What needs to be done:
Give every line of the data again, exactly.

Source information:
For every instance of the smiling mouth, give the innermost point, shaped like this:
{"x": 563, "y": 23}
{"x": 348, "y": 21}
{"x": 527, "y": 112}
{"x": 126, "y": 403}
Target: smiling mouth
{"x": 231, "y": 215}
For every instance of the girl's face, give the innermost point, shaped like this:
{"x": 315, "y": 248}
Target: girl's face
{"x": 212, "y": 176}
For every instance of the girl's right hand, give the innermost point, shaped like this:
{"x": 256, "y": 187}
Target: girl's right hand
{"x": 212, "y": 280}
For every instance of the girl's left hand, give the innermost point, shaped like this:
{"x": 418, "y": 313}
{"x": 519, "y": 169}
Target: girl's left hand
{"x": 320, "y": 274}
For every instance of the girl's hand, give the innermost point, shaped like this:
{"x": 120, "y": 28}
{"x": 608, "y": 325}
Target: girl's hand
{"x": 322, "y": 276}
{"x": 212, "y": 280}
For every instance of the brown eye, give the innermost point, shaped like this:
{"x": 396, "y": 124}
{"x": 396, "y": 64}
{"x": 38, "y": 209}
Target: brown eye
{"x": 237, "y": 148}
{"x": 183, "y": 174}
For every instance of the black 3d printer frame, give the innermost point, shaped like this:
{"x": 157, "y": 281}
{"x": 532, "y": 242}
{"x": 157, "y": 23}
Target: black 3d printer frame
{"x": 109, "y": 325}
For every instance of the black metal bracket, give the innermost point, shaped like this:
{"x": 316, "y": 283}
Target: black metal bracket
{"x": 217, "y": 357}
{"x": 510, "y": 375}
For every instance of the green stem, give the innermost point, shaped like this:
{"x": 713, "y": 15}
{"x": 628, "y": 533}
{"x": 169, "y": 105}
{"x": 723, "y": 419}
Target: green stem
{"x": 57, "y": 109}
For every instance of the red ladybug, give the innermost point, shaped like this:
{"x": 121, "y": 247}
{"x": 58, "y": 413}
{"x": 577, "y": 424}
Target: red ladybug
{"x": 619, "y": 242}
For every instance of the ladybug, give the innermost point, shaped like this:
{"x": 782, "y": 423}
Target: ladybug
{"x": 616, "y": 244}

Response to the exercise:
For every instance of the smiling mouth, give the innermost point, shaped like this:
{"x": 563, "y": 23}
{"x": 348, "y": 21}
{"x": 527, "y": 112}
{"x": 126, "y": 403}
Target: smiling mouth
{"x": 231, "y": 215}
For every instance of the girl's face, give the innermost point, shaped like this:
{"x": 315, "y": 248}
Target: girl's face
{"x": 212, "y": 176}
For every instance of the girl's right hand, give the innermost point, shaped like this:
{"x": 256, "y": 187}
Target: girl's right hand
{"x": 212, "y": 280}
For every instance of the girl's left hand, give the innermost point, shaped like this:
{"x": 418, "y": 313}
{"x": 519, "y": 169}
Target: girl's left hand
{"x": 320, "y": 274}
For every instance of the girl's hand, give the innermost point, shaped like this:
{"x": 120, "y": 28}
{"x": 608, "y": 325}
Target: girl's hand
{"x": 322, "y": 276}
{"x": 212, "y": 280}
For every instance of the brown eye, give the innermost point, shaped like this:
{"x": 396, "y": 124}
{"x": 396, "y": 64}
{"x": 38, "y": 209}
Target: brown eye
{"x": 237, "y": 148}
{"x": 183, "y": 174}
For every instance of the black 3d printer frame, give the innermost point, shaped like this:
{"x": 157, "y": 281}
{"x": 532, "y": 242}
{"x": 157, "y": 23}
Target: black 3d printer frame
{"x": 109, "y": 325}
For every instance of the black metal bracket, give the innermost point, shaped like this:
{"x": 316, "y": 283}
Target: black metal bracket
{"x": 217, "y": 357}
{"x": 510, "y": 375}
For every instance of the green stem, give the innermost point, shaped like this:
{"x": 713, "y": 15}
{"x": 628, "y": 533}
{"x": 169, "y": 105}
{"x": 723, "y": 419}
Target: green stem
{"x": 57, "y": 109}
For every instance of the red ladybug, give the innermost point, shaped like this:
{"x": 121, "y": 247}
{"x": 58, "y": 413}
{"x": 577, "y": 424}
Target: red ladybug
{"x": 619, "y": 242}
For every instance of the ladybug, give the innermost point, shaped like this:
{"x": 782, "y": 423}
Target: ladybug
{"x": 616, "y": 244}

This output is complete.